→ **WHAT THE TASK REQUIRES**:
Return the entries in their entirety, precisely as given.
-------- INFORMATION
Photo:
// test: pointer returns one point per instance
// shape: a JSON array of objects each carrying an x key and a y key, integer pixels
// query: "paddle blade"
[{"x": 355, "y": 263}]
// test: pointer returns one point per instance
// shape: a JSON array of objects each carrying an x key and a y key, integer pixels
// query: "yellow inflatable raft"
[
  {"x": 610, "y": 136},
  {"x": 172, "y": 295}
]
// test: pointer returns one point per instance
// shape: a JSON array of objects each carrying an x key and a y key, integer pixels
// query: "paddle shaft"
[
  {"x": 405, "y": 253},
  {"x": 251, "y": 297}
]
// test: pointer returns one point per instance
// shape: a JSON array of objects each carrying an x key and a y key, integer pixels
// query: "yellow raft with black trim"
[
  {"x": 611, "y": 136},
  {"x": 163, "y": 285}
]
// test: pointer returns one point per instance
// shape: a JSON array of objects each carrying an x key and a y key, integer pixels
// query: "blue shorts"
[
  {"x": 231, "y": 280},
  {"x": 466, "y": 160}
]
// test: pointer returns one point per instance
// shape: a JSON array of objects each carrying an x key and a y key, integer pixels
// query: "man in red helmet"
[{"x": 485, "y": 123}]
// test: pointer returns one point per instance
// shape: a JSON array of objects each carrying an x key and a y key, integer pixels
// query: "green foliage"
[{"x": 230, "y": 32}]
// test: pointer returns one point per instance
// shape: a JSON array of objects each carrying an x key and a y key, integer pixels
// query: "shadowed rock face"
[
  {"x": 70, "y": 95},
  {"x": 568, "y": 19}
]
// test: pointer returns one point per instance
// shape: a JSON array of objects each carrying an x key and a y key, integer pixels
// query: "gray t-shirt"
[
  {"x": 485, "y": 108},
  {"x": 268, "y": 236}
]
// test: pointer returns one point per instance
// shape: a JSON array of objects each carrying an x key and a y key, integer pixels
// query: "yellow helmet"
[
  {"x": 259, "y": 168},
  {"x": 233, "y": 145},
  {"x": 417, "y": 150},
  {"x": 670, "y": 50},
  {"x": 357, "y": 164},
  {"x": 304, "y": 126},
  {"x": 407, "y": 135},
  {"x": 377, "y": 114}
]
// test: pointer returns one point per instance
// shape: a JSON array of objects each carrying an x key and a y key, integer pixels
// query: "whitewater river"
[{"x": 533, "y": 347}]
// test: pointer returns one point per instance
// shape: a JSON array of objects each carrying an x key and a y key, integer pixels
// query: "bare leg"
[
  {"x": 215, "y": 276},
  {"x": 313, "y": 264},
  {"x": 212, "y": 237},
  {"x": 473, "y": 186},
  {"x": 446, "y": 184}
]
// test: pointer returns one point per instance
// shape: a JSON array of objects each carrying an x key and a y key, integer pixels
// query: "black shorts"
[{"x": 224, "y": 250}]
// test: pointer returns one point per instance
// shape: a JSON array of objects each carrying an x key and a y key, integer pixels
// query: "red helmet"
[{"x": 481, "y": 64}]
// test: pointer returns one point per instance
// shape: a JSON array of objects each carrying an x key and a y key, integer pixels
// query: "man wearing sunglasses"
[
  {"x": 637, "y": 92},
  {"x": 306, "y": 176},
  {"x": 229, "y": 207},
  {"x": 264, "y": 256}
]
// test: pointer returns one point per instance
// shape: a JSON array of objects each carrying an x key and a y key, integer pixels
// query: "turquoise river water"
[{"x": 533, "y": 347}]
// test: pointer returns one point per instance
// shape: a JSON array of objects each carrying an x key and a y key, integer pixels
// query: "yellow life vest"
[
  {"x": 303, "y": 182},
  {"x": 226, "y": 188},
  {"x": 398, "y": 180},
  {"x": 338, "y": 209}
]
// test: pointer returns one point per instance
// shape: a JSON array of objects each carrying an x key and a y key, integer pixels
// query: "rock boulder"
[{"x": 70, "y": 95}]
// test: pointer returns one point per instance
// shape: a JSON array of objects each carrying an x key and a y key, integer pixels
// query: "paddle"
----------------
→ **RESPONSE BELOW**:
Photo:
// test: pointer returns one point per instance
// shape: a JSON array of objects each carrying an x key and a y key, integer pixels
// query: "paddle blade"
[{"x": 355, "y": 263}]
// test: pointer returns one point per instance
// shape: a JSON array of objects each carrying an x key and a y key, integer pixels
// query: "yellow inflatable raft"
[
  {"x": 610, "y": 136},
  {"x": 172, "y": 295}
]
// test: pointer returns one point per instance
// shape: a JSON array of objects each carrying an x key and a y key, integer pixels
// query: "paddle shaft"
[
  {"x": 405, "y": 253},
  {"x": 251, "y": 297}
]
// test: pointer returns one point per instance
// shape: a JSON array of objects each carrying an x key and a y key, integer pixels
// query: "yellow raft with black trim"
[
  {"x": 611, "y": 136},
  {"x": 163, "y": 285}
]
// test: pointer returns one point per instance
// shape: a JSON array of objects each carrying an x key and a y key, integer pixels
// query: "blue shorts"
[
  {"x": 231, "y": 280},
  {"x": 466, "y": 160}
]
// test: pointer returns one point per instance
// shape: a JSON array of objects each carrying an x key and a y key, integer pixels
// query: "man in red helmet"
[{"x": 485, "y": 123}]
// test: pointer returns one point per instance
// shape: a JSON array of objects each carrying an x key and a y key, integer pixels
// query: "green foliage"
[{"x": 230, "y": 32}]
// test: pointer returns one point per instance
// shape: a JSON array of objects each carrying an x key and a y key, integer pixels
// query: "shadowed rock face"
[
  {"x": 70, "y": 95},
  {"x": 568, "y": 19}
]
// test: pointer returns one point per instance
// shape: a JSON array of objects each carrying an x key and a y key, integer pixels
// query: "gray t-shirt"
[
  {"x": 485, "y": 108},
  {"x": 268, "y": 236}
]
// test: pointer returns one point per instance
// shape: a JSON array of objects each carrying an x key and a y key, integer pixels
// query: "yellow helmet"
[
  {"x": 259, "y": 168},
  {"x": 233, "y": 145},
  {"x": 417, "y": 150},
  {"x": 670, "y": 50},
  {"x": 357, "y": 164},
  {"x": 304, "y": 126},
  {"x": 407, "y": 135},
  {"x": 377, "y": 114}
]
// test: pointer returns one point per instance
// shape: a JSON array of objects each carrying an x key and a y key, integer pixels
// query: "whitewater river"
[{"x": 533, "y": 347}]
// test: pointer returns one point per instance
// shape: a JSON array of objects each carrying an x key and a y key, integer pixels
// query: "bare leg"
[
  {"x": 215, "y": 276},
  {"x": 313, "y": 264},
  {"x": 212, "y": 237},
  {"x": 473, "y": 186},
  {"x": 446, "y": 184}
]
// test: pointer returns one point per instance
// shape: a JSON array of objects each carrying an x key and a y key, integer pixels
// query: "black shorts"
[{"x": 224, "y": 250}]
// test: pointer returns one point per instance
// shape: a JSON array of objects each carrying an x key and a y key, integer pixels
// query: "red helmet"
[{"x": 481, "y": 64}]
// test: pointer returns one point per instance
// shape: a JSON array of objects each carrying an x key and a y key, integer pixels
// query: "man wearing sunglasses"
[
  {"x": 637, "y": 92},
  {"x": 306, "y": 176},
  {"x": 229, "y": 207},
  {"x": 264, "y": 256}
]
// test: pointer returns one point per instance
// shape: a JSON array of objects each carrying an x key and a y key, integer pixels
// query: "turquoise river water"
[{"x": 533, "y": 347}]
// test: pointer returns one point per instance
// shape: a JSON array of objects each carrying an x key and a y key, integer pixels
// query: "yellow life vest"
[
  {"x": 303, "y": 182},
  {"x": 226, "y": 188},
  {"x": 398, "y": 180},
  {"x": 338, "y": 209}
]
// test: pointer returns one point per instance
// shape: a JSON array of objects each carrying an x key and a y key, integer pixels
// query: "rock boulder"
[{"x": 70, "y": 95}]
// test: pointer returns one point per instance
// shape: a JSON array of objects each carrying an x key and a y key, integer pixels
// query: "paddle"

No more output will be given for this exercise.